Begin INFORMATION SHOWN

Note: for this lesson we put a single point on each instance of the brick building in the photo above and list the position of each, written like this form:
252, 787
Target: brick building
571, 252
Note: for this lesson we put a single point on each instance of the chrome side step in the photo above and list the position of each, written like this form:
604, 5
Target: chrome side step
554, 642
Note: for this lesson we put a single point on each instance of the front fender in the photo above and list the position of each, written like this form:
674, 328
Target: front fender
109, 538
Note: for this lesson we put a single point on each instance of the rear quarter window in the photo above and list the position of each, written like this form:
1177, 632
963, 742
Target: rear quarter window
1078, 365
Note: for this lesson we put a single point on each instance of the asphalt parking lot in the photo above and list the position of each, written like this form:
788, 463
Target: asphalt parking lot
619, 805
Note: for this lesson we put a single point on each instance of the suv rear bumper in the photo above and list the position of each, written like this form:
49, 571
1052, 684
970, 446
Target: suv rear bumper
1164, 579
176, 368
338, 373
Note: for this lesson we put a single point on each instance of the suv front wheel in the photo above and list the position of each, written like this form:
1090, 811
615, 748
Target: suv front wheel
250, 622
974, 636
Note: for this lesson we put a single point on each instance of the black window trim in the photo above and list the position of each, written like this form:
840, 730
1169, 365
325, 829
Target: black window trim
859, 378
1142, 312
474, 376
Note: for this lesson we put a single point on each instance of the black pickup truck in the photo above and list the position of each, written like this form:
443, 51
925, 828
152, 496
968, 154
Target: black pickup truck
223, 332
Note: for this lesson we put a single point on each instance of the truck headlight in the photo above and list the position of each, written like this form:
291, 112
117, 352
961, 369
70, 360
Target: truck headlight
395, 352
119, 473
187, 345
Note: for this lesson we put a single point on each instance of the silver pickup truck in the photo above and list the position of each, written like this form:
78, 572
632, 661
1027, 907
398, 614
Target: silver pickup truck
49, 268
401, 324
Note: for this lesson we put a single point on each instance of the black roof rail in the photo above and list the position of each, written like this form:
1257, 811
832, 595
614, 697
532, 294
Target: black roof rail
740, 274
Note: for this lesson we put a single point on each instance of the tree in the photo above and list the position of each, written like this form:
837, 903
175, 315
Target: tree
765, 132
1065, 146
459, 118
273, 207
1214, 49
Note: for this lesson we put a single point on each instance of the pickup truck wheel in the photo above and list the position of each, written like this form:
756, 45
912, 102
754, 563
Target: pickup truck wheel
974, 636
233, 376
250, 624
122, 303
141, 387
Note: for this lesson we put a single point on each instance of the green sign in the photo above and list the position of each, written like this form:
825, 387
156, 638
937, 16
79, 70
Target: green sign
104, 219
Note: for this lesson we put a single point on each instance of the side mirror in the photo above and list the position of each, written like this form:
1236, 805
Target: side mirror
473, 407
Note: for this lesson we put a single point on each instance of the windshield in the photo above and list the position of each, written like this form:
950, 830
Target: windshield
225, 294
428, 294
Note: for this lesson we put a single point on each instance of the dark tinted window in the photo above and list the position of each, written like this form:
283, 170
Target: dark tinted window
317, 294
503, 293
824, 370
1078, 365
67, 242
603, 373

End INFORMATION SHOWN

### TASK STATEMENT
Copy all the entries verbatim.

### FULL OUTPUT
Note: for this lesson we put a single point on each instance of the brick building in the photo above and list the position of each, written like this form:
252, 787
Target: brick building
571, 252
Note: for this lesson we put a single point on each instance of the chrome side step in the photo above and list the position of each, written like this form:
604, 5
Target: chrome side step
554, 642
Note: for this lesson we put a single point on each instance of the front fender in the photo above and list the position of each, written like this form:
674, 328
Target: front fender
109, 538
Note: for this lesson we put a single point on each instance of the rear quarter window in the photo above and list the position of each, written like this form:
1177, 632
963, 742
Target: rear quarter window
1078, 365
Note: for this lesson we put a single point on each instance of the asphalt parking lot in the photo above and list the position of each, written like this form:
788, 463
Target: asphalt parking lot
619, 805
Note: for this lesson we put a single point on each instance of the suv rear bumper in the photo above and list the position of each, written like this form:
49, 571
1052, 684
970, 446
Target: suv rear bumper
1164, 579
176, 368
338, 373
Note: for this lesson we put a single point on each instance of the suv front wheel in the photo above and list the position of each, written like this form:
1090, 811
615, 748
Target: suv front wheel
250, 622
974, 636
Note: for this lesson we put a single point on each instance of the black window trim in the photo above and list the position of each, written like this form:
840, 730
1169, 365
325, 829
Target: black window trim
859, 378
1142, 312
474, 376
Note: for this lesson we put a single point on each instance of the black pickup truck in the photo above and list the position of each, written like this form:
443, 51
925, 828
152, 496
968, 154
Target: black pickup truck
223, 332
Note: for this lesson we put a single point on each instance of the truck headlight in the photo above and list the position of each, written like this form:
291, 112
117, 352
961, 369
70, 360
Target: truck headlight
395, 352
119, 473
187, 345
Note: for this lesson we put a single point on each instance of the silver pickup truck in the photo above and list the position of each, written like this form:
78, 572
632, 661
1027, 907
398, 614
Target: silver pickup truck
49, 268
401, 324
Note: for this lesson we put a single point on each instance of the black roof rail in the photo above and list the position of each, written like this form:
1257, 811
832, 595
614, 697
532, 294
Target: black roof rail
740, 274
Note: for this lesson we put a single point on each instance of the tree in the photo above and list the position of each, written like this form:
837, 903
175, 315
Target: tree
765, 132
1065, 146
459, 118
273, 207
1214, 49
Note: for this lesson we put a single point on each instance of the pickup truck wheel in the photo above and list the position of each, written like this form:
756, 45
912, 102
754, 563
Target: pickup truck wheel
974, 636
233, 376
250, 624
122, 303
141, 387
Note: for this lesson we put a single point on each instance of the green sign in the photo above and list the position of each, written like this form:
825, 387
156, 638
937, 16
79, 70
Target: green sign
104, 219
Note: for this lesson we put a single point on each instance of the side mirror in the photo above and list the position of each, written like this form:
1236, 805
Target: side mirror
473, 407
Note: for this lesson we put a single point on each instance of the windshield in the photo above and list the position of each, written like this form:
950, 830
Target: windshield
225, 294
428, 294
Note: for this lesson we put a single point on each instance of the dark tinted window in the photo above and list the position of each, written like this form:
283, 170
Target: dark tinted window
317, 294
503, 293
824, 370
1078, 365
67, 242
603, 373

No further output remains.